▶ [TEXTE À LIRE]:
+ + + +
Les photographies versées aux débats établissent que contrairement à ce qui avait été soutenu devant les premiers juges et à ce qu'affirment les témoins dont les attestations sont produites, une barre d'appui rabattable est fixée au mur, entre la douche et les WC et les consorts [T] ne démontrent pas que celle-ci serait fixée de façon non conforme aux dispositions de l'arrêté du 1er août 2006 et à la circulaire du 30 novembre 2007, qui précisent la hauteur à laquelle la barre doit être située et qui donnent des recommandations quant à la distance séparant la cuvette de la barre. La façon dont Mme [T] est tombée, tête en avant alors qu'elle se penchait pour plier ses jambes douloureuses permet en tout état de cause de penser que la barre d'appui ne lui aurait été d'aucune utilité pour s'y rattraper.
Il n'est pas contesté que l'aide-soignante, [J] [P], se trouvait dans la même pièce que Mme [T] lorsque celle-ci était aux toilettes et qu'elle se tenait devant le lavabo. Les photographies versées aux débats permettent de considérer que du fait de la petite taille de la pièce, l'aide-soignante était très proche de l'intéressée. Dans son attestation, elle déclare qu'elle avait, avec l'aide d'une collègue, installé Mme [T] sur la cuvette munie d'un rehausseur, que la barre d'appui, à gauche de la cuvette, était comme à l'accoutumée abaissée et qu'elle avait positionné le fauteuil roulant à droite de la cuvette, en position freinée, de telle sorte que la résidente ne pouvait basculer sur l'un des côtés. [J] [P] précise que par égard pour son intimité, elle lui tournait le dos, préparant les produits nécessaires à sa toilette. Elle avait alors vu Mme [T] se pencher plus bas et s'était retournée, mais la chute s'était déjà produite.
+ + + +
▶ [ENTRÉES EXTRAITES]:
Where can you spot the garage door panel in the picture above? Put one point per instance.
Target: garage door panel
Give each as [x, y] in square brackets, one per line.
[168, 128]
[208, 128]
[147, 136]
+ + + +
▶ [TÂCHES À RÉALISER]:
1. Relevez tous les équipements (mobilier, appareils sanitaires, aides techniques) que nomme le texte sur la chute.
2. Recopiez le passage du texte sur la chute qui va de « Les photographies versées aux débats établissent » jusqu'à « pour s'y rattraper. » inclus.

▶ [RÉSULTATS PAR TÂCHE]:
1.
- la barre d'appui rabattable
- la douche
- les WC (la cuvette)
- le rehausseur
- le lavabo
- le fauteuil roulant

2.
Les photographies versées aux débats établissent que contrairement à ce qui avait été soutenu devant les premiers juges et à ce qu'affirment les témoins dont les attestations sont produites, une barre d'appui rabattable est fixée au mur, entre la douche et les WC et les consorts [T] ne démontrent pas que celle-ci serait fixée de façon non conforme aux dispositions de l'arrêté du 1er août 2006 et à la circulaire du 30 novembre 2007, qui précisent la hauteur à laquelle la barre doit être située et qui donnent des recommandations quant à la distance séparant la cuvette de la barre. La façon dont Mme [T] est tombée, tête en avant alors qu'elle se penchait pour plier ses jambes douloureuses permet en tout état de cause de penser que la barre d'appui ne lui aurait été d'aucune utilité pour s'y rattraper.